PAGE TEXT
For streaming, the patch handles three subtleties:

  1. output_ids is cumulative when server_args.stream_output=False (the default); we slice past a per-index watermark to get the delta.
  2. The tool-call parser may yield 0, 1, or multiple chunks per engine yield, so delta token IDs are buffered in _pending_token_ids and flushed onto the first yielded chunk. If the parser yields nothing (partial JSON), the IDs are re-buffered for the next iteration.
  3. When the detokenizer holds back text at word boundaries (empty delta), or when the final token is EOS (empty delta), the buffer is preserved and flushed onto the finish-reason chunk at stream end.

This enables rllm-model-gateway to capture exact RL-training trace data without any gateway modifications and without requiring logprobs=True.

Patch the installed SGLang package.

Returns True if either file was patched, False if both were already patched, SGLang wasn’t found, or patching failed.

agentcore_rl_toolkit.backends.slime.patches.verify_sglang_token_ids

Section titled “agentcore_rl_toolkit.backends.slime.patches.verify_sglang_token_ids”

Verify the SGLang v0.5.9 token_ids patch.

WRITTEN TASK A
Return the lines of the records below exactly as they appear, from the line containing "the cow's hoof?" through the line containing "370,313 -> 422,480".

THE DATA
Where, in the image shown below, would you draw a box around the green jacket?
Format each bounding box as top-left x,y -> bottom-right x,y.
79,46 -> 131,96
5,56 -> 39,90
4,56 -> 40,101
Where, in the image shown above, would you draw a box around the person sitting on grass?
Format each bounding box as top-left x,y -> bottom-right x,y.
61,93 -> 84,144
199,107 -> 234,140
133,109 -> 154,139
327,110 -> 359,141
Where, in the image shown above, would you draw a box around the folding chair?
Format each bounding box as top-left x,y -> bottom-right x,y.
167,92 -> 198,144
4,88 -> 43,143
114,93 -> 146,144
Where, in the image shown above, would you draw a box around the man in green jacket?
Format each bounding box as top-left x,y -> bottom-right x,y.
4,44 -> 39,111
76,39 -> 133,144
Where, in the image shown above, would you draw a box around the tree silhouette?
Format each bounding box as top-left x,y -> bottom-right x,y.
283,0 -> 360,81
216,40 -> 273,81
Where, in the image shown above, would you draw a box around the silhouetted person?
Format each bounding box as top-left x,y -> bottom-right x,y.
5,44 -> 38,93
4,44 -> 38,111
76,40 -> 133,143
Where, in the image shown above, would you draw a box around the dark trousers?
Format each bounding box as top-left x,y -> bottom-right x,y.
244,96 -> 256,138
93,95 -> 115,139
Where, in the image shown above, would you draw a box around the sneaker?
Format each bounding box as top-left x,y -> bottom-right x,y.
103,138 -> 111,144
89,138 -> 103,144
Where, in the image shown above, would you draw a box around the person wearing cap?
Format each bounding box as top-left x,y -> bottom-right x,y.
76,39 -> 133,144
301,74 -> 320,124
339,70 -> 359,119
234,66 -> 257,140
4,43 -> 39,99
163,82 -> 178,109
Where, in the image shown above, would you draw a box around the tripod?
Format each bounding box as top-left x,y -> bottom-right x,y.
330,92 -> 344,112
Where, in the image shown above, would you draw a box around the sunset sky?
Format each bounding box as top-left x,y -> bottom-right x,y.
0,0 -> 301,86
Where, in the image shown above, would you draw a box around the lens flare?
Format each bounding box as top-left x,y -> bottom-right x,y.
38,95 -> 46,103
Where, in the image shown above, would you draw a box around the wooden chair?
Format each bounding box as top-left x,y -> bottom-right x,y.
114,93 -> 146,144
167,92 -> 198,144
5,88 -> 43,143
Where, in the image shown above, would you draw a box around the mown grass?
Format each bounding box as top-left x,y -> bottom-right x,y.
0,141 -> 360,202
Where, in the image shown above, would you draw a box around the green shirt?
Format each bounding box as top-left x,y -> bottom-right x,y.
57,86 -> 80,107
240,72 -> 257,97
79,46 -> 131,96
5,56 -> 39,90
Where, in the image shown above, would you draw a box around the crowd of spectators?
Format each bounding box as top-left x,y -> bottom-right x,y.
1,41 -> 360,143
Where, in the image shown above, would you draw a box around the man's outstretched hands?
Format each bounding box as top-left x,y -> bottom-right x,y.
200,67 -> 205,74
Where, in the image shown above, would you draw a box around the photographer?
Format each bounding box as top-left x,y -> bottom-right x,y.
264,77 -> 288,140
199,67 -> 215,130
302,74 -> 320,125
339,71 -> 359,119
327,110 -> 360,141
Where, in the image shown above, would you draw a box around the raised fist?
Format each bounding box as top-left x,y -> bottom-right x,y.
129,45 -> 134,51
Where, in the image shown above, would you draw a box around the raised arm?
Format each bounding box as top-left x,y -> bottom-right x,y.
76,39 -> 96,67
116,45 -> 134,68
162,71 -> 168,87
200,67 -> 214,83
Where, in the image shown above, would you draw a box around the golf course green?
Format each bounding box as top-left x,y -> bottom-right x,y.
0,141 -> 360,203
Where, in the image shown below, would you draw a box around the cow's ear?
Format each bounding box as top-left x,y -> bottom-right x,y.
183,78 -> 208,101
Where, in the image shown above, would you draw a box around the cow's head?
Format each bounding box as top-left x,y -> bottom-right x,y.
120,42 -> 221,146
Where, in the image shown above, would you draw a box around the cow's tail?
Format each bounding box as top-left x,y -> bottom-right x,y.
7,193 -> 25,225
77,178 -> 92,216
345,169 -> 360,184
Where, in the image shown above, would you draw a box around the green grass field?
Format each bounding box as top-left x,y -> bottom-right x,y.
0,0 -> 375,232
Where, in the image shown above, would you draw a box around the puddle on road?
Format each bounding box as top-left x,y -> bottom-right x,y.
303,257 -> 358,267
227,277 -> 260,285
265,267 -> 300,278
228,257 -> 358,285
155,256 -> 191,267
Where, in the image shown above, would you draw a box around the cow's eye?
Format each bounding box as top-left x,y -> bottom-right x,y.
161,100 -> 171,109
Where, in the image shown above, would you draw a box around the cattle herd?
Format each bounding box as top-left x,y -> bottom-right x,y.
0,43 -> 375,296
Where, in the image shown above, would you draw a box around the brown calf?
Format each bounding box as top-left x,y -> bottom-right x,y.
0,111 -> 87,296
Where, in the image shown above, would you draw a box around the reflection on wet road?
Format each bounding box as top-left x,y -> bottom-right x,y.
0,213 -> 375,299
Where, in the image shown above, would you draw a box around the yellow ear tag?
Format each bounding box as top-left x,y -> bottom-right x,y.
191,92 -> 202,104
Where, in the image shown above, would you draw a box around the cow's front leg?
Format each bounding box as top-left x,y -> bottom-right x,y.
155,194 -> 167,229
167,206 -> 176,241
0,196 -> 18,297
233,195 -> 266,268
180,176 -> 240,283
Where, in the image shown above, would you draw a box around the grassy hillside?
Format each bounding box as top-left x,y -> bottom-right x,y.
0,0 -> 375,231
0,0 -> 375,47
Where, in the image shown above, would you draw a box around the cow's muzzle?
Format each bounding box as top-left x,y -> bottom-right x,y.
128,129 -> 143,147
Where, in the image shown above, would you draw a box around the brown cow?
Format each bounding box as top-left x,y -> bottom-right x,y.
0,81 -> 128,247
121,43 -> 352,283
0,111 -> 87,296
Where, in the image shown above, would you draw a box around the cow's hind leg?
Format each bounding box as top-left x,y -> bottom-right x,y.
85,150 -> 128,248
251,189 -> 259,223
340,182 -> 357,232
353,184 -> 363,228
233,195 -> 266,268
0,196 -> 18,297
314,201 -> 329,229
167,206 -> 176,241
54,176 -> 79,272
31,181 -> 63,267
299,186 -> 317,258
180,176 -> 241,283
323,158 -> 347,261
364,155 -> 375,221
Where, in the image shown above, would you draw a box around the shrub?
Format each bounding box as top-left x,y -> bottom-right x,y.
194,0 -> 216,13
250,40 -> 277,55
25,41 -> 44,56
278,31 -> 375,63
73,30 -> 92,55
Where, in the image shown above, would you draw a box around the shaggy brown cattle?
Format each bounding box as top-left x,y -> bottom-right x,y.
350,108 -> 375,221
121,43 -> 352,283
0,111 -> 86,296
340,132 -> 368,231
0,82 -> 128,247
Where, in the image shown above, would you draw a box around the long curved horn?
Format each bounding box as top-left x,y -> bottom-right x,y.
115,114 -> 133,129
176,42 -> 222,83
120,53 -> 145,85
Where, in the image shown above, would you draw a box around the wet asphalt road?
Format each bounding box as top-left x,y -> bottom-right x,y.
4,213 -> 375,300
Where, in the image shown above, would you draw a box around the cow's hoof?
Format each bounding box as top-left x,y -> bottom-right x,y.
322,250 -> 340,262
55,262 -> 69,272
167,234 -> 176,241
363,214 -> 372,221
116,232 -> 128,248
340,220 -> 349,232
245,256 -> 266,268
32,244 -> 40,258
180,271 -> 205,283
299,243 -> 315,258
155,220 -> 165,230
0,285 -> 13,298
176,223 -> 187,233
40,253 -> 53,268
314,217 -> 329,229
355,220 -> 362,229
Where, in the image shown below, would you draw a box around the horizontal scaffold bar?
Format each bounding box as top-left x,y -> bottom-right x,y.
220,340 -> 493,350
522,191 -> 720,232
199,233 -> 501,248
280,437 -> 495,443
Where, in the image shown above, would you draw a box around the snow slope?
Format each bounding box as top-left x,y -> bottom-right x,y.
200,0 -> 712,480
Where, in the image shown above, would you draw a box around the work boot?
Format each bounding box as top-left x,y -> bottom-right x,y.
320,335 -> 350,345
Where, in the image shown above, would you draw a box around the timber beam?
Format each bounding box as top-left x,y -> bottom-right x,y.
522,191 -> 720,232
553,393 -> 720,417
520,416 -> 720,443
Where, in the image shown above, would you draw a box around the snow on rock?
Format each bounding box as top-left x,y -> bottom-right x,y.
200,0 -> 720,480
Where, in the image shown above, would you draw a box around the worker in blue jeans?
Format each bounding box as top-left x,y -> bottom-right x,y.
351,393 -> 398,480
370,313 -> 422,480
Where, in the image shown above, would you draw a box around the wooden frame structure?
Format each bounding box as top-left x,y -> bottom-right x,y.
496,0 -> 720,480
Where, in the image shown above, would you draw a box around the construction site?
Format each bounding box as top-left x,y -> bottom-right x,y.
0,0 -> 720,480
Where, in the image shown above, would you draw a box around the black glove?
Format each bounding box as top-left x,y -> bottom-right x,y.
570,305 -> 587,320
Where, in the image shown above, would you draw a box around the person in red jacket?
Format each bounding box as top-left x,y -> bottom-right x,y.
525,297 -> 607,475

WRITTEN TASK B
Write the next part of the text above on the SGLang token_ids patch, starting right after its last sentence.

OUTPUT A
Where, in the image shown above, would you draw a box around the cow's hoof?
Format each bounding box as top-left x,y -> bottom-right x,y.
322,250 -> 340,262
55,262 -> 69,272
167,234 -> 176,241
363,214 -> 372,221
116,232 -> 128,248
340,220 -> 349,232
245,256 -> 266,268
32,244 -> 40,258
180,271 -> 205,283
299,243 -> 315,258
155,220 -> 165,230
0,285 -> 13,298
176,223 -> 187,233
40,253 -> 53,268
314,217 -> 329,229
355,220 -> 362,229
Where, in the image shown below, would you draw a box around the horizontal scaffold bar?
Format each bounding box as top-left x,y -> bottom-right x,y.
220,340 -> 493,350
522,191 -> 720,232
199,233 -> 501,248
280,437 -> 495,443
Where, in the image shown above, would you draw a box around the snow slope?
Format each bounding box as top-left x,y -> bottom-right x,y.
200,0 -> 712,480
Where, in the image shown above, would you draw a box around the work boot?
Format each bounding box as top-left x,y -> bottom-right x,y.
320,335 -> 350,345
Where, in the image shown above, would you draw a box around the timber beam?
Format each bounding box as top-left x,y -> bottom-right x,y.
522,191 -> 720,232
553,393 -> 720,417
520,416 -> 720,443
Where, in the image shown above, would you draw a box around the snow on rock?
Format each bounding box as top-left x,y -> bottom-right x,y.
200,0 -> 720,480
Where, in the image shown above, would you draw a box around the worker in blue jeans?
Format each bounding box as top-left x,y -> bottom-right x,y.
351,393 -> 398,480
370,313 -> 422,480

OUTPUT B
Launches a local SGLang server with the given model, issues greedy-decoded chat completion requests in both streaming and non-streaming modes, and checks that:

  1. Non-streaming responses expose prompt_token_ids (on the response) and token_ids (per choice), and decoding token_ids matches the content.
  2. Streaming responses expose prompt_token_ids on the first chunk and token_ids on content chunks, and decoding the concatenation matches the concatenated deltas.
  3. Under greedy decoding, the prompt and completion token sequences are identical between streaming and non-streaming modes.
  4. Streaming with tools active yields the same completion token sequence as streaming without tools, validating the _pending_token_ids buffering.

main(argv: Optional[list[str]] = None) -> int

Section titled “main(argv: Optional[list[str]] = None) -> int”